What the exercise asks
Will you write out the data exactly, excluding every picture?

(Region pointing data)
-*-

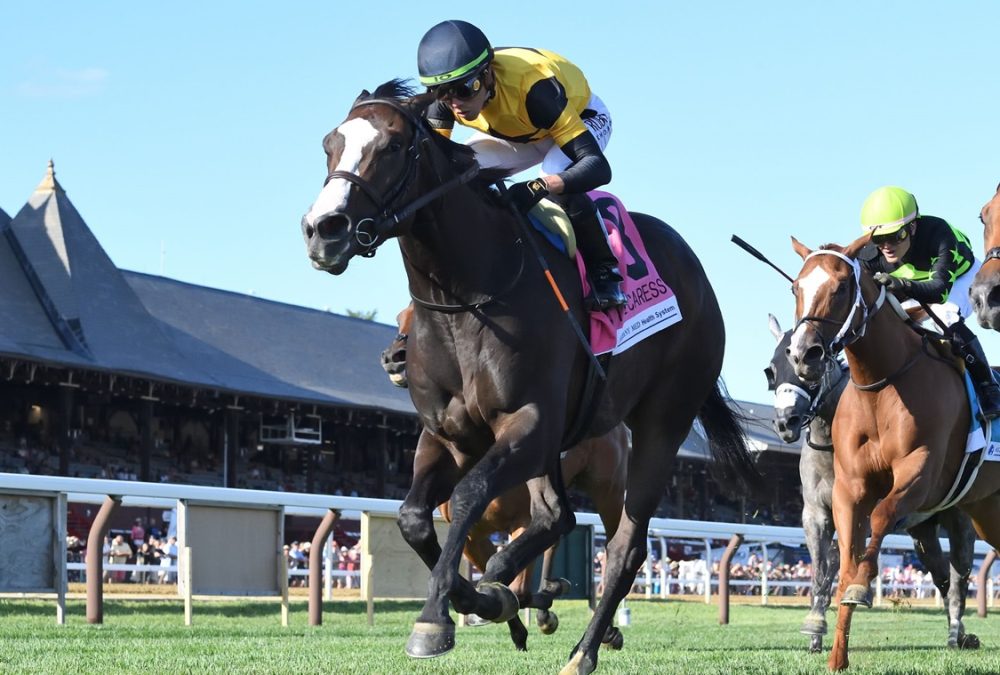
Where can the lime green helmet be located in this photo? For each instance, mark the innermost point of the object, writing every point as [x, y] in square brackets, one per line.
[887, 210]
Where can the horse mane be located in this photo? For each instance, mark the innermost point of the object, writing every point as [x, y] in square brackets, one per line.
[459, 155]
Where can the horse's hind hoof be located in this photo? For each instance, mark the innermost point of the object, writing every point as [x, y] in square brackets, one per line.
[475, 621]
[967, 641]
[430, 639]
[856, 594]
[548, 623]
[815, 644]
[813, 625]
[613, 639]
[509, 604]
[579, 665]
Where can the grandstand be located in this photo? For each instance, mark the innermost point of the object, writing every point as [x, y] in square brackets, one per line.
[117, 374]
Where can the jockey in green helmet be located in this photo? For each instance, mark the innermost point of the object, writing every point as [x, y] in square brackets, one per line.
[923, 258]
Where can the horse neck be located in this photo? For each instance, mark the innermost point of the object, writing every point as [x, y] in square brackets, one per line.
[821, 426]
[885, 348]
[461, 249]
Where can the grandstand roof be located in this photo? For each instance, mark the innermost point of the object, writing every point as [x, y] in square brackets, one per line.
[65, 303]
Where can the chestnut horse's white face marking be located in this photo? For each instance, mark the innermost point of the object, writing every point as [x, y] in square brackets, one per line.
[809, 286]
[359, 134]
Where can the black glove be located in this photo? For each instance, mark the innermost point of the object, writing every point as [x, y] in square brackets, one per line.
[894, 284]
[525, 195]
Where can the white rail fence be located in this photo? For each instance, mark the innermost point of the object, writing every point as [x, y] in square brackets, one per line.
[703, 534]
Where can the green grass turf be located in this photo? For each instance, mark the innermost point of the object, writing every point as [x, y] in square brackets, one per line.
[149, 636]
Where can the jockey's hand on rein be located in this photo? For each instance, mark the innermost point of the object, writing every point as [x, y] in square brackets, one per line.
[894, 284]
[525, 195]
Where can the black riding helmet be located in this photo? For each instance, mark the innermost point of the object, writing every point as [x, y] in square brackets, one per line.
[452, 50]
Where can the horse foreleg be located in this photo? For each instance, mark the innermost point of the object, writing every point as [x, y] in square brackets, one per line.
[851, 507]
[817, 522]
[962, 539]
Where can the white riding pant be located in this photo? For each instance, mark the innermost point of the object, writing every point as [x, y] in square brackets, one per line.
[495, 153]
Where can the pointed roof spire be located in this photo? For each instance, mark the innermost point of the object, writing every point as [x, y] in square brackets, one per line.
[49, 183]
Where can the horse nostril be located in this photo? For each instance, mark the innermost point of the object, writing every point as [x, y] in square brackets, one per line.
[332, 225]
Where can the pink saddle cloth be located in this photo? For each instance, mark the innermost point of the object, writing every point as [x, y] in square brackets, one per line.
[652, 305]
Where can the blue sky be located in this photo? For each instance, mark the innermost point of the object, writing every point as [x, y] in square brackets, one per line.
[194, 129]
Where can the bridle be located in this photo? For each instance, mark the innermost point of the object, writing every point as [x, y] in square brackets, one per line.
[848, 333]
[370, 232]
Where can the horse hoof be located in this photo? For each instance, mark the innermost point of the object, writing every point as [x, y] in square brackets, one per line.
[856, 594]
[613, 639]
[578, 665]
[967, 641]
[430, 639]
[813, 626]
[816, 644]
[509, 604]
[475, 621]
[549, 624]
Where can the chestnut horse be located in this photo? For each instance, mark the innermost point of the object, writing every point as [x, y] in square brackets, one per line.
[811, 406]
[598, 466]
[985, 291]
[900, 429]
[496, 371]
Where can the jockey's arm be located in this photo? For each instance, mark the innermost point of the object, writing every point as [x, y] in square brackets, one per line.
[548, 108]
[938, 286]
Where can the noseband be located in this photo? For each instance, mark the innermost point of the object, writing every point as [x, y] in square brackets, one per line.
[847, 334]
[369, 231]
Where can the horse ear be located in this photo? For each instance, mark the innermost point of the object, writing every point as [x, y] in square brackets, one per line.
[775, 327]
[800, 248]
[855, 246]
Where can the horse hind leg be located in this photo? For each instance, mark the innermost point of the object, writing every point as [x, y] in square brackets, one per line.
[654, 447]
[962, 539]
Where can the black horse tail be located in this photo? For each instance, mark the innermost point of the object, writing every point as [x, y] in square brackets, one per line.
[724, 425]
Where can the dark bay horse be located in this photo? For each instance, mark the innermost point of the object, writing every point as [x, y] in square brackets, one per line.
[496, 371]
[811, 406]
[985, 291]
[900, 429]
[597, 466]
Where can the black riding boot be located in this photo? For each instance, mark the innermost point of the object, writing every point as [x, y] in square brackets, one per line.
[592, 243]
[971, 350]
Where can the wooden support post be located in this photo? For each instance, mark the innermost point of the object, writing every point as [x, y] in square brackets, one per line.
[95, 559]
[188, 579]
[316, 566]
[734, 543]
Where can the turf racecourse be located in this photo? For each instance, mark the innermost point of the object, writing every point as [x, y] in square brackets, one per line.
[149, 636]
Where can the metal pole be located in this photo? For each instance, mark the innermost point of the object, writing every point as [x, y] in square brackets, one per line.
[763, 575]
[95, 559]
[982, 590]
[316, 567]
[734, 543]
[708, 572]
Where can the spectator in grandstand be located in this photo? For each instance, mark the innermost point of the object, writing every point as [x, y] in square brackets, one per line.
[168, 557]
[145, 555]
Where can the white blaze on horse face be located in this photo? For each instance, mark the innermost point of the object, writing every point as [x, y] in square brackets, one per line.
[809, 286]
[359, 134]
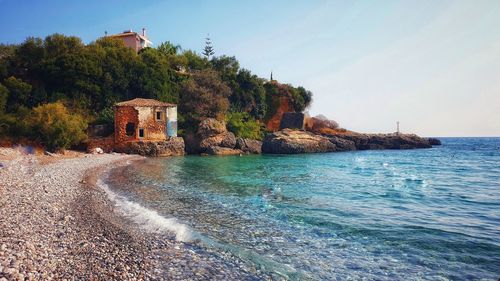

-*-

Result below
Where can the lime green helmet be located in this photo? For each instance, mark the innermost point of the object, writing every point as [x, y] in square brackets, one per line.
[887, 210]
Where can the horse mane be located in this photo? For each instance, mark the innermost point of the object, writing every point as [x, y] in square brackets, one per line.
[459, 155]
Where can the horse's hind hoof be located in this photo? For each instance, mark the innermost point of the object, writing every point as [x, y] in square brackets, one per line.
[475, 621]
[967, 641]
[430, 639]
[856, 594]
[548, 623]
[815, 644]
[813, 625]
[613, 639]
[509, 604]
[579, 665]
Where can the grandstand be located in this photo? For each instance, mark the innermost point of the object, writing every point as [x, y] in square brackets, one per line.
[117, 374]
Where can the jockey in green helmet be located in this photo? For each instance, mark the innermost point of the object, writing every point as [x, y] in square brackets, one per line.
[923, 258]
Where can the horse neck be located in this photo? For each instance, mark the innermost point of the object, writing every point as [x, y] in square brackets, one per line.
[821, 426]
[885, 348]
[461, 249]
Where can the grandstand roof be located in this photo? For each instance, mark the innermost point of the object, writing every point as [x, y] in square brackets, one per line.
[65, 303]
Where can the chestnut horse's white face marking be located in this photo? For each instance, mark the innermost point of the object, writing every point as [x, y] in square brackets, one per line.
[809, 286]
[359, 134]
Where can the black glove be located in this photo? For each instance, mark the innermost point of the object, writing every point as [x, y] in square brackets, one per line.
[894, 284]
[525, 195]
Where can the white rail fence be located in this photo? For each instance, mark the innermost point of the object, writing every point as [x, y] in square brackets, one per line.
[703, 534]
Where can the green grass turf be located in this photo? For each instance, mark the innermost point of the object, writing every point as [x, y] in square brackets, one per line.
[149, 636]
Where can the jockey's hand on rein be located in this photo? For each instance, mark the innermost point of the object, writing every point as [x, y] in square brackets, one per line.
[894, 284]
[525, 195]
Where can the black riding helmet be located in this photo? For each instance, mark the innermost point of the object, writing every point as [x, y] in square brackets, one per line.
[452, 50]
Where can the horse foreleg be located in this photo? For each instance, mark the innermost point of the object, writing every point as [x, y] in square brackets, one per line.
[851, 507]
[817, 522]
[962, 539]
Where can the white riding pant be located in this photo? For each instance, mark the innermost point of the object, writing every point as [x, y] in square brackets, one per line.
[495, 153]
Where can the pointed roof spire be located in this photo? For each instance, mark the innermost point of the object, writing every point as [x, y] in square brackets, one per line.
[49, 183]
Where can the horse nostril be located in this photo? For each instance, mark the innermost point of the object, writing every point as [x, y] in square brackets, one per line.
[332, 225]
Where can the pink saddle cloth be located in this photo? For each instance, mark the innermost point of the object, writing every point as [x, y] in square brackets, one per line.
[652, 305]
Where can the blue sky be located in this photo? For each instance, mark the innermost point of the object, writing every point as [x, y] in square brackets, one per line.
[194, 129]
Where can the bridle be located in this photo? For each instance, mark the innermost point of the object, writing every point as [x, y] in square brackets, one per line.
[848, 333]
[370, 232]
Where can the horse hoof be located in this photo? For each instance, mark the innermost point of the object, writing every point as [x, y] in square brackets, one per line.
[856, 594]
[613, 639]
[578, 665]
[967, 641]
[430, 639]
[813, 626]
[816, 644]
[509, 604]
[475, 621]
[549, 624]
Where can the chestnut horse be located in this photo? For each instance, mark the innermost point of the object, writing every point as [x, y] in square brackets, one per line.
[811, 406]
[598, 466]
[985, 291]
[900, 429]
[496, 371]
Where can the jockey's arm be located in this photo? For each instance, mark the innermost point of the object, writing every point as [x, y] in square brackets, one per line.
[548, 108]
[938, 286]
Where can the noseband be located in this photo? For each instance, mark the innermost point of the object, writing every point as [x, y] in square brackets, one per line.
[847, 334]
[369, 231]
Where can the horse ear be located in this photo? For each instance, mark the innermost point of the object, writing every point as [x, y] in square brackets, one per line.
[775, 327]
[800, 248]
[855, 246]
Where can the horse hind leg be located in this photo? For each instance, mark the innermost point of the object, writing every point as [x, y] in square brackets, one per line.
[654, 447]
[962, 539]
Where can the black horse tail be located in this photo? For each instance, mark the innermost point of the object, writing every point as [x, y] in square brackets, one per line.
[724, 425]
Where can the dark bay horse be located in this photo? For each instance, mark the innermost point of the object, writing every point as [x, y] in square brackets, one per line.
[496, 371]
[811, 406]
[985, 291]
[900, 429]
[597, 466]
Where can the black riding boot be located in this photo? For each instance, mark the innermost point of the object, writing every point as [x, y] in square brackets, one per line.
[592, 243]
[971, 350]
Where can the wooden support post be located in this photo? For each instance, mark the innermost point of the object, writing every point as [x, y] in square brackets, one per line.
[95, 559]
[188, 579]
[316, 566]
[734, 543]
Where can the turf racecourse be located in this photo? For each instance, mark the innermost point of the object, writing every point as [x, y] in square brackets, one per line.
[149, 636]
Where can the metal pole be located in this photo? For each instance, mark the innermost point of the object, writing every point as [x, y] in square brackets, one per line.
[763, 575]
[95, 559]
[982, 590]
[316, 567]
[734, 543]
[708, 572]
Where can the spectator in grandstand be located in this photo? For each instance, mark the innermost point of the object, writing every point as [x, y] in square brackets, one per line.
[168, 557]
[145, 555]
Where can the white blaze on horse face be located in this photo? For each instance, mark the innermost point of the object, writing every point as [x, y] in square brackets, one per line.
[809, 286]
[359, 134]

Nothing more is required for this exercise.